Below is the data. Give it again, complete and exact.

--- --- ---

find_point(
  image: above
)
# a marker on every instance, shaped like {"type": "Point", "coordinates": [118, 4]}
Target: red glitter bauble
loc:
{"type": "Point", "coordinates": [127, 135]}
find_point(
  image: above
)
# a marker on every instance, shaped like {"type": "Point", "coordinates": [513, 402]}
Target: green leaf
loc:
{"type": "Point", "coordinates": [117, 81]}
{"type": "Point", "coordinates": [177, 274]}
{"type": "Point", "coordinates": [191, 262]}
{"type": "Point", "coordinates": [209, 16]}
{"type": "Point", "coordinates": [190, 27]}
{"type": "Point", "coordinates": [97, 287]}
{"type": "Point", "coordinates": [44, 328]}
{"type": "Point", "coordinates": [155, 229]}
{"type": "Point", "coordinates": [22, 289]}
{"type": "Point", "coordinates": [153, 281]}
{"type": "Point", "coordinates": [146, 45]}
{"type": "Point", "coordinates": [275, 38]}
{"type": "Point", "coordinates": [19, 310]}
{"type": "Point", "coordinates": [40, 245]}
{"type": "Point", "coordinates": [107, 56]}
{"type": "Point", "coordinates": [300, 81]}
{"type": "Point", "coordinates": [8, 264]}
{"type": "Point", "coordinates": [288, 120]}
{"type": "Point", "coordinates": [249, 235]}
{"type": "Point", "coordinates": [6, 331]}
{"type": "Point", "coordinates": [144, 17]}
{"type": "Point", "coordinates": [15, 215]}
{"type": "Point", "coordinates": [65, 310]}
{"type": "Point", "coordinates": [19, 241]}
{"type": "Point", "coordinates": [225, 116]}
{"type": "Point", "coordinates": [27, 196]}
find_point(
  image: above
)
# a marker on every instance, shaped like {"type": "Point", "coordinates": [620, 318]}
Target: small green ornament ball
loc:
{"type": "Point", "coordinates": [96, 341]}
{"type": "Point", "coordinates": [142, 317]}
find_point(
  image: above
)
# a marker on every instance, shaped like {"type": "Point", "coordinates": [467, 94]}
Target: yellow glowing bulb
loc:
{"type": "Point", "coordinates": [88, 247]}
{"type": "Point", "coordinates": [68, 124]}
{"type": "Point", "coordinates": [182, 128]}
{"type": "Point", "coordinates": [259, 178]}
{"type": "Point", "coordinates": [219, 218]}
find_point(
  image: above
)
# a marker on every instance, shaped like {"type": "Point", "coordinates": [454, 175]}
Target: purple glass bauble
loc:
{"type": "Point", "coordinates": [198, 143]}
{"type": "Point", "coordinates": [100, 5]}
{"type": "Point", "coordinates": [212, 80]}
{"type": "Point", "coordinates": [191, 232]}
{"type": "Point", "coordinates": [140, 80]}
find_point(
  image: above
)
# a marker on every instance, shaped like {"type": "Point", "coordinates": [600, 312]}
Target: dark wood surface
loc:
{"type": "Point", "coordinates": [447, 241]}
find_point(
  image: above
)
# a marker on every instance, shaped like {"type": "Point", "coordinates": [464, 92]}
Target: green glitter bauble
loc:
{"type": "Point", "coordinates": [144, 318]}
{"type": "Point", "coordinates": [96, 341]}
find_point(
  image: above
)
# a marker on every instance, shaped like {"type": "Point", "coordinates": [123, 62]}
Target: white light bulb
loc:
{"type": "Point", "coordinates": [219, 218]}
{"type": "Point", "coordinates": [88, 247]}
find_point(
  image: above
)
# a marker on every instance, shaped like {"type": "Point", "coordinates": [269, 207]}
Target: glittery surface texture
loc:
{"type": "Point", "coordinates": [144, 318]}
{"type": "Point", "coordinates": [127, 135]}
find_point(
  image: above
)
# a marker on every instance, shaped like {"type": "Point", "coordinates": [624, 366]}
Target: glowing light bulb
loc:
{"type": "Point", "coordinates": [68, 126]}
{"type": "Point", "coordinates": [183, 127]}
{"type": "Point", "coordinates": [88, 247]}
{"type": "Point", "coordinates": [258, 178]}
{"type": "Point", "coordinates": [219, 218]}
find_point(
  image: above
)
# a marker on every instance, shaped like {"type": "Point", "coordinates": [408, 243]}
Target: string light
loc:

--- --- ---

(The answer):
find_point(
  image: above
)
# a marker on every instance, shaped like {"type": "Point", "coordinates": [118, 4]}
Target: red glitter bauble
loc:
{"type": "Point", "coordinates": [127, 135]}
find_point(
  image: above
)
# a marker on every instance, shaped like {"type": "Point", "coordinates": [513, 402]}
Target: green leaf
loc:
{"type": "Point", "coordinates": [117, 81]}
{"type": "Point", "coordinates": [177, 274]}
{"type": "Point", "coordinates": [191, 262]}
{"type": "Point", "coordinates": [209, 16]}
{"type": "Point", "coordinates": [190, 27]}
{"type": "Point", "coordinates": [97, 287]}
{"type": "Point", "coordinates": [44, 328]}
{"type": "Point", "coordinates": [155, 229]}
{"type": "Point", "coordinates": [22, 289]}
{"type": "Point", "coordinates": [153, 281]}
{"type": "Point", "coordinates": [146, 45]}
{"type": "Point", "coordinates": [275, 38]}
{"type": "Point", "coordinates": [19, 310]}
{"type": "Point", "coordinates": [40, 245]}
{"type": "Point", "coordinates": [107, 56]}
{"type": "Point", "coordinates": [300, 81]}
{"type": "Point", "coordinates": [8, 264]}
{"type": "Point", "coordinates": [288, 120]}
{"type": "Point", "coordinates": [249, 235]}
{"type": "Point", "coordinates": [6, 331]}
{"type": "Point", "coordinates": [144, 17]}
{"type": "Point", "coordinates": [15, 215]}
{"type": "Point", "coordinates": [65, 310]}
{"type": "Point", "coordinates": [19, 241]}
{"type": "Point", "coordinates": [225, 116]}
{"type": "Point", "coordinates": [27, 196]}
find_point(
  image: above
)
# a marker on every instance, shaped like {"type": "Point", "coordinates": [620, 318]}
Target: small green ornament ball
loc:
{"type": "Point", "coordinates": [96, 341]}
{"type": "Point", "coordinates": [142, 317]}
find_point(
  image: above
)
# a marker on every instance, shaped like {"type": "Point", "coordinates": [467, 94]}
Target: yellow glowing bulb
loc:
{"type": "Point", "coordinates": [88, 247]}
{"type": "Point", "coordinates": [68, 124]}
{"type": "Point", "coordinates": [182, 128]}
{"type": "Point", "coordinates": [259, 178]}
{"type": "Point", "coordinates": [219, 218]}
find_point(
  image: above
)
# a marker on every instance, shaped like {"type": "Point", "coordinates": [454, 175]}
Target: purple glass bauble
loc:
{"type": "Point", "coordinates": [198, 143]}
{"type": "Point", "coordinates": [100, 5]}
{"type": "Point", "coordinates": [212, 80]}
{"type": "Point", "coordinates": [191, 232]}
{"type": "Point", "coordinates": [140, 80]}
find_point(
  image: above
)
# a marker on every instance, shaped like {"type": "Point", "coordinates": [600, 312]}
Target: dark wood surface
loc:
{"type": "Point", "coordinates": [447, 241]}
find_point(
  image: above
)
# a marker on every instance, shaped like {"type": "Point", "coordinates": [464, 92]}
Target: green glitter bauble
loc:
{"type": "Point", "coordinates": [144, 318]}
{"type": "Point", "coordinates": [96, 341]}
find_point(
  image: above
)
# a marker on every instance, shaped like {"type": "Point", "coordinates": [123, 62]}
Target: white light bulb
loc:
{"type": "Point", "coordinates": [219, 218]}
{"type": "Point", "coordinates": [88, 247]}
find_point(
  image: above
)
# a marker on every instance, shaped like {"type": "Point", "coordinates": [269, 207]}
Target: glittery surface texture
loc:
{"type": "Point", "coordinates": [144, 318]}
{"type": "Point", "coordinates": [127, 135]}
find_point(
  image: above
)
# a marker on every instance, shaped like {"type": "Point", "coordinates": [624, 366]}
Target: glowing light bulb
loc:
{"type": "Point", "coordinates": [68, 126]}
{"type": "Point", "coordinates": [183, 127]}
{"type": "Point", "coordinates": [88, 247]}
{"type": "Point", "coordinates": [258, 178]}
{"type": "Point", "coordinates": [219, 218]}
find_point(
  image: above
)
# a marker on every instance, shaped like {"type": "Point", "coordinates": [408, 243]}
Target: string light
loc:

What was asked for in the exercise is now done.